Top of THE RECORDS

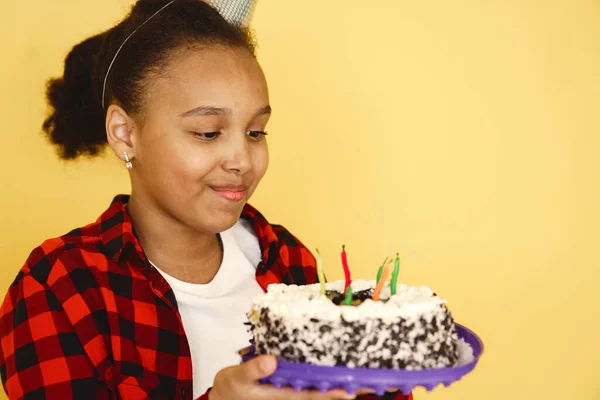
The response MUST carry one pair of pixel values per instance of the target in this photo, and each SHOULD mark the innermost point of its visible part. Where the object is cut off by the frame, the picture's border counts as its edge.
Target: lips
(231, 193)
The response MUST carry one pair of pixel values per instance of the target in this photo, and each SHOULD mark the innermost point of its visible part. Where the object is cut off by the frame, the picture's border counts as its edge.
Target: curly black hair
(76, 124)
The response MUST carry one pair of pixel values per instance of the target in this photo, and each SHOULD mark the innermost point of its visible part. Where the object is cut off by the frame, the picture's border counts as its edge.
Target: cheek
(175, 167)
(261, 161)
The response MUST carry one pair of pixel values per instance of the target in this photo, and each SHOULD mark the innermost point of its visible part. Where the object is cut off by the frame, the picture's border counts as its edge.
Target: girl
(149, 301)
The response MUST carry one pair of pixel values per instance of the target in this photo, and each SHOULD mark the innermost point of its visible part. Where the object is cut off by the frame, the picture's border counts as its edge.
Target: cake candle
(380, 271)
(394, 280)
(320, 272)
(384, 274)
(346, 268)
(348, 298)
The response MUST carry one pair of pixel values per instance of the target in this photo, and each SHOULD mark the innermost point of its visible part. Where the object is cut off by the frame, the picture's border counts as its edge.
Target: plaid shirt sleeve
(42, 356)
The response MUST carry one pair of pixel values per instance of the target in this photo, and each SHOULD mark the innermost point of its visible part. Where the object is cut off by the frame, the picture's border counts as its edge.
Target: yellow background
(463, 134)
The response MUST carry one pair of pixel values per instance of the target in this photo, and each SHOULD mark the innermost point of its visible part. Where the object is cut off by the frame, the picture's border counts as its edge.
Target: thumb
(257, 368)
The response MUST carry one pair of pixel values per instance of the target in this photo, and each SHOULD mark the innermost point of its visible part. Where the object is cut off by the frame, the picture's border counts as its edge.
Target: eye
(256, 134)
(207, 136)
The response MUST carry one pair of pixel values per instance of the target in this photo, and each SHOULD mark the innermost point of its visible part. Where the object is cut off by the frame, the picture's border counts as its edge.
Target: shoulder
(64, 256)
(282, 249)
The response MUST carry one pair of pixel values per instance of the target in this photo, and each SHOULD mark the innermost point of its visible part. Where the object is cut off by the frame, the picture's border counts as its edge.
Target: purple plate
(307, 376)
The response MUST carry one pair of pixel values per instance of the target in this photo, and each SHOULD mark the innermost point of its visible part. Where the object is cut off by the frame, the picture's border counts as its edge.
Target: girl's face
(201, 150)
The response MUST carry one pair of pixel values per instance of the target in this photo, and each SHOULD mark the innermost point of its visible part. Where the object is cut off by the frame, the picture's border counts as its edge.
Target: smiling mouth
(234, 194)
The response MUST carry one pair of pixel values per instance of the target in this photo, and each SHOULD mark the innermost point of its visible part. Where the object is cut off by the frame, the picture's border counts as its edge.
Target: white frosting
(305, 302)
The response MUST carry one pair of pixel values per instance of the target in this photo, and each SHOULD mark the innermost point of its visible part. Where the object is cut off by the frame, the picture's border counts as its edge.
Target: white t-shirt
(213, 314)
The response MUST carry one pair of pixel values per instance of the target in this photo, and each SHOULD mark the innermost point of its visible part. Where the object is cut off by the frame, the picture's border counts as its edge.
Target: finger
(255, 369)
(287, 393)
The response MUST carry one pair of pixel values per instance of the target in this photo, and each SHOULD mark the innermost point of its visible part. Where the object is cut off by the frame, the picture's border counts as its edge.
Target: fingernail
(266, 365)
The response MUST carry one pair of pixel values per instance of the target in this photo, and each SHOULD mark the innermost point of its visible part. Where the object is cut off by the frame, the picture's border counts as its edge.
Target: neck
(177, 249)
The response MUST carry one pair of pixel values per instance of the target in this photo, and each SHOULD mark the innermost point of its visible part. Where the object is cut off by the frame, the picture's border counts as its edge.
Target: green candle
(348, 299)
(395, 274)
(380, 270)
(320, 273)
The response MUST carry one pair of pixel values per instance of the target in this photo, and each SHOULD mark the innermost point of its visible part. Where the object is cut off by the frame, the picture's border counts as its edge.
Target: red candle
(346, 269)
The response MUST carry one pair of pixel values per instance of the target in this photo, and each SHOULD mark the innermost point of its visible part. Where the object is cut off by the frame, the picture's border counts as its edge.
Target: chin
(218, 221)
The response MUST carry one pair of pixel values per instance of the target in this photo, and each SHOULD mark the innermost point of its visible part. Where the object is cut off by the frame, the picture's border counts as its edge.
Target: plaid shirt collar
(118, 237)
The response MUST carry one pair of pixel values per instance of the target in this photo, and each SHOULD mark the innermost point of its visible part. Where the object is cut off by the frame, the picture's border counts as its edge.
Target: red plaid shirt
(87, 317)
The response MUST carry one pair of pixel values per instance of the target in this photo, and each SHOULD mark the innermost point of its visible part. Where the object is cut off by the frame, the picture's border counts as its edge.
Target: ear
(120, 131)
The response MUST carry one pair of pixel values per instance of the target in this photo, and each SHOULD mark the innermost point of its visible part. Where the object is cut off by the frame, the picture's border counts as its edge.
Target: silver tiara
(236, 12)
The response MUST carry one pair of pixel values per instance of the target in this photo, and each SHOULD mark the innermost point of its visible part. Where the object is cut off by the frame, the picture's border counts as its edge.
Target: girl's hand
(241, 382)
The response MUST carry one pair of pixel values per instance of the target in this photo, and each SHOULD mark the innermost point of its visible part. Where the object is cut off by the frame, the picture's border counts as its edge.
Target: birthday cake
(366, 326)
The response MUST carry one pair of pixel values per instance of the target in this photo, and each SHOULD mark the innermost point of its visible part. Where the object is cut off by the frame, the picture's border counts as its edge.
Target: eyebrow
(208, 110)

Bottom of THE RECORDS

- _EXERCISE AIM_: The records above should be reproduced exactly, with no pictures included.

- _RESULT OF THIS TASK_:
The response MUST carry one pair of pixel values per instance of the target in this photo, and each SHOULD mark the innermost point of its visible part. Where the object is cut off by the frame, the picture's border counts as its edge.
Target: lips
(231, 193)
The response MUST carry one pair of pixel values per instance of the target in this photo, and each SHOULD mark the innermost point of its visible part. Where the object is cut off by the frame, the picture's border counts as its edge.
Target: curly black hair
(76, 124)
The response MUST carry one pair of pixel values per instance of the target in this photo, and each SHOULD mark the innermost point of its visible part. Where the object is cut off by the frame, the picture's border counts as its edge.
Target: cheek
(175, 167)
(261, 161)
The response MUST carry one pair of pixel values per instance of the target in this photo, and each SHOULD mark the innermost point of its visible part. Where the object is cut off by the frame, the picture's border counts as its edge.
Target: girl
(149, 301)
The response MUST carry one pair of pixel values per instance of the target in this photo, and each SHOULD mark the innermost point of its visible part. Where the object is cut off by the frame, the picture's border counts as its edge.
Target: cake candle
(380, 271)
(394, 280)
(320, 272)
(384, 274)
(346, 268)
(348, 298)
The response MUST carry one pair of pixel values per instance of the target in this photo, and each SHOULD mark the innermost point of its visible part. Where the object is cut off by the frame, the picture's border counts as its edge.
Target: plaid shirt sleeve
(42, 356)
The response MUST carry one pair of pixel values per instance of the target in this photo, and each SHOULD mark the innermost point of its visible part. Where the object is cut off by the frame, the picture's border counts as its edge.
Target: yellow background
(463, 134)
The response MUST carry one pair of pixel values per instance of the target in this photo, and each SHOULD mark the innermost point of its visible part. Where the object is cut off by the frame, the picture's border counts as its edge.
Target: thumb
(257, 368)
The response MUST carry one pair of pixel values per instance of the target in this photo, and each SHOULD mark the innermost point of its visible part. Where the object is cut off by the frame, the picture's border counts as its edge.
Target: eye
(256, 134)
(207, 136)
The response MUST carry one pair of pixel values per instance of the target in this photo, and each SHOULD mark the innermost point of its visible part. Where the object is cut off by the frame, the picture's border counts as its edge.
Target: shoulder
(64, 256)
(282, 249)
The response MUST carry one pair of pixel values per instance of the target in this photo, and each SHOULD mark the innermost point of its visible part. Where the object is cut off by the frame, the picture's border counts as its edge.
Target: purple plate
(307, 376)
The response MUST carry one pair of pixel values per instance of the target in this photo, and each SHOULD mark the innermost point of its visible part. Where the object is cut off by the frame, the picture's border counts as its edge.
Target: girl's face
(201, 150)
The response MUST carry one pair of pixel values per instance of the target in this photo, and each SHOULD mark the innermost point of its visible part. Where the object is cut off by the frame, the picture's border counts as its edge.
Target: smiling mouth
(234, 194)
The response MUST carry one pair of pixel values per instance of the target in this photo, and each SHOULD mark the innermost point of its visible part. Where the object is cut off by the frame, the picture's border counts as its edge.
Target: white frosting
(305, 302)
The response MUST carry one pair of pixel values per instance of the target in this photo, and each SHOULD mark the innermost point of its visible part. Where the object is cut off by the frame, the picture's border counts as its edge.
Target: white t-shirt
(213, 314)
The response MUST carry one pair of pixel values per instance of the target in this photo, and each SHOULD mark the innermost point of its visible part. Where the object is cut off by the frame, the picture's border counts as its edge.
Target: finger
(255, 369)
(287, 393)
The response MUST carry one pair of pixel values per instance of the target in this photo, and each SHOULD mark the innermost point of its visible part. Where the object is cut off by the frame, the picture's border counts as its edge.
Target: fingernail
(266, 365)
The response MUST carry one pair of pixel values per instance of the target in this photo, and each SHOULD mark the innermost point of its visible part. Where the object is cut off by the frame, the picture's border counts as its edge.
Target: neck
(177, 249)
The response MUST carry one pair of pixel values per instance of the target in this photo, and each SHOULD mark the innermost point of its visible part. Where the object is cut off by the frame, the picture's border counts as its edge.
Target: green candle
(348, 299)
(395, 274)
(380, 270)
(320, 273)
The response MUST carry one pair of pixel values per instance of the target in this photo, and each SHOULD mark the innermost point of its visible part. Where the object is cut off by the frame, the picture's border counts as its edge.
Target: red candle
(346, 269)
The response MUST carry one pair of pixel values per instance of the target in this photo, and each SHOULD mark the innermost point of its visible part. Where the object is cut off by the frame, the picture's border counts as its edge.
Target: chin
(218, 221)
The response MUST carry one pair of pixel values per instance of the target in this photo, and each SHOULD mark the innermost point of its visible part. Where the object is cut off by the frame, the picture's border counts as its edge.
Target: plaid shirt collar
(118, 237)
The response MUST carry one pair of pixel values per instance of the target in this photo, and each SHOULD mark the innermost point of its visible part. Where the object is cut off by the frame, the picture's border counts as its edge.
Target: red plaid shirt
(87, 317)
The response MUST carry one pair of pixel values per instance of the target in this photo, and each SHOULD mark the innermost point of its visible part. Where the object is cut off by the frame, the picture's border counts as its edge.
Target: ear
(120, 131)
The response MUST carry one pair of pixel values per instance of the target in this photo, and each SHOULD mark the innermost point of its visible part. Where the object is cut off by the frame, the picture's border counts as its edge.
Target: silver tiara
(236, 12)
The response MUST carry one pair of pixel values per instance of the target in this photo, and each SHOULD mark the innermost point of its visible part. Where the object is cut off by the frame, the picture's border counts as its edge.
Target: girl's hand
(241, 382)
The response MUST carry one pair of pixel values per instance of the target in this photo, and each SHOULD mark the innermost point of its visible part. Where the object is cut off by the frame, the picture's border counts as its edge.
Target: birthday cake
(366, 326)
The response MUST carry one pair of pixel values per instance of the target in this photo, and each SHOULD mark the innermost point of its visible part. Where the object is cut off by the frame, the picture's border counts as its edge.
Target: eyebrow
(208, 110)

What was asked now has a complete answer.